Nothing may be left out, so copy every entry exactly.

# Data to process
▬▬▬

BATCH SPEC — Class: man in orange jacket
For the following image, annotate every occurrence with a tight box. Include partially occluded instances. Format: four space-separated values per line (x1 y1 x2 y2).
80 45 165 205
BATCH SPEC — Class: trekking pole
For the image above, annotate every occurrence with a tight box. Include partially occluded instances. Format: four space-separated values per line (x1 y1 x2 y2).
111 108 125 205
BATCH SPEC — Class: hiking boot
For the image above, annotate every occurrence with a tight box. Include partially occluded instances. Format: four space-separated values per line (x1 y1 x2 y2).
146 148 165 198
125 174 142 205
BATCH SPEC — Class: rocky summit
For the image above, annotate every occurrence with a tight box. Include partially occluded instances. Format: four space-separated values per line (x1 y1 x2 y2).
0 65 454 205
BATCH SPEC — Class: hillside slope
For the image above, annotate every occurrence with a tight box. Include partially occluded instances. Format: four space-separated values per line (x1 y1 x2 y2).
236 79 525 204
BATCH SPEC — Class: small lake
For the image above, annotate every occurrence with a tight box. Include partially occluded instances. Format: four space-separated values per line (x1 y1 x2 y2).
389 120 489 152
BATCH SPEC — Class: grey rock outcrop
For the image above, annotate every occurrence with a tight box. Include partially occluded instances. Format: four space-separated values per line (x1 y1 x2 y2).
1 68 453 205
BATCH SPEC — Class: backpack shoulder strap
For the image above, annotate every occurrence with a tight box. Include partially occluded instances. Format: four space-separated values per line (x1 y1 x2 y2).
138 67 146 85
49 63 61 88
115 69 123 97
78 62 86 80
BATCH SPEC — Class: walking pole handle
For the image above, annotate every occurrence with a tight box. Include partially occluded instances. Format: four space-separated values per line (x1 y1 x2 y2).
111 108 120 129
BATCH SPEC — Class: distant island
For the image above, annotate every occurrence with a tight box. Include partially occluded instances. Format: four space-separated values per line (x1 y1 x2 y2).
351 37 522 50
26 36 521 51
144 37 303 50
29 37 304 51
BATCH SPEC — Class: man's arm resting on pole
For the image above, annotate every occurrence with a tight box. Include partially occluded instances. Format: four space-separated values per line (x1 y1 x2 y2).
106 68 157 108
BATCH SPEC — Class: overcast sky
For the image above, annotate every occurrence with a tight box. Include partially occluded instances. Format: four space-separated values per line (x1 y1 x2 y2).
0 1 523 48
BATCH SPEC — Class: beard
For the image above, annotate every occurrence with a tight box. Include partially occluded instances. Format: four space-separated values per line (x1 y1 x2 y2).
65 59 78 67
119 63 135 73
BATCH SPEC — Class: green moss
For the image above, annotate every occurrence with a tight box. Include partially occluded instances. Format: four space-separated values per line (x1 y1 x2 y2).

▬▬▬

# Answer to this task
BATCH SPEC — Class: man in orange jacket
For the following image, annotate every occurrence with a tight box. Include partially occluded instances. Format: four space-separated values per line (x1 y1 x2 y2).
80 45 165 205
BATCH SPEC — Class: trekking pole
For the image above, annotate every occurrence with a tight box. Include partially occluded instances. Format: four space-separated values per line (x1 y1 x2 y2).
111 108 125 205
BATCH SPEC — Class: hiking boot
For the image above, annotate every occurrence with a tight box. Include partially occluded instances. Format: four space-separated values per line (x1 y1 x2 y2).
146 148 165 198
125 174 142 205
BATCH SPEC — Class: rocky summit
For the image above, annotate every occurrence with a tight box. Include partially occluded instances. Format: four space-separated values per line (x1 y1 x2 y2).
0 65 454 205
BATCH SPEC — Class: hillside slope
For the image above, annotate every occurrence with a tight box. Include partially occluded instances. Format: four space-separated values per line (x1 y1 x2 y2).
236 79 525 204
BATCH SPEC — Class: small lake
For the image above, annotate every occurrence with a tight box. Include partially occluded instances. Format: four space-separated values per line (x1 y1 x2 y2).
389 120 489 152
BATCH SPEC — Class: grey rock outcrop
For the image above, annotate every occurrence with a tight box. Include partially occluded instances. Format: four space-separated values per line (x1 y1 x2 y2).
1 68 453 205
BATCH SPEC — Class: backpack shoulder strap
For the image above, annotate every occurrence with a tight box. Include partially occluded instances. Format: four space-separated values per line (x1 y1 x2 y2).
138 67 146 85
49 63 61 88
115 69 123 97
78 62 86 80
BATCH SPEC — Class: walking pole handle
For the image above, annotate every occurrence with a tight box. Include partially occluded instances. Format: four space-separated values per line (x1 y1 x2 y2).
111 108 120 129
BATCH SPEC — Class: distant island
For the image above, annotate every occurrence with a tight box. Include partially occluded instances. Format: four space-separated values per line (x1 y1 x2 y2).
351 37 522 50
26 36 521 51
144 37 303 50
29 37 304 51
BATCH SPEC — Class: man's arm resting on pole
For the image above, annotate every occurrence with a tight box. Include partially occluded instances. Format: four space-separated values per line (x1 y1 x2 y2).
106 68 157 108
BATCH SPEC — Class: overcast sky
For the image above, annotate every occurrence with a tight box. Include partially occluded instances. Format: four space-separated values per line (x1 y1 x2 y2).
0 1 523 48
BATCH SPEC — Class: beard
For the image above, annotate every occurrence with a tight box. Include partially occluded instances. Format: four space-separated values per line (x1 y1 x2 y2).
65 59 78 67
119 63 135 73
BATCH SPEC — Class: green moss
For the image above, annotate every occurrence with a tight box. Include partially occluded instances. Format: four space-separated values per line (x1 y1 x2 y2).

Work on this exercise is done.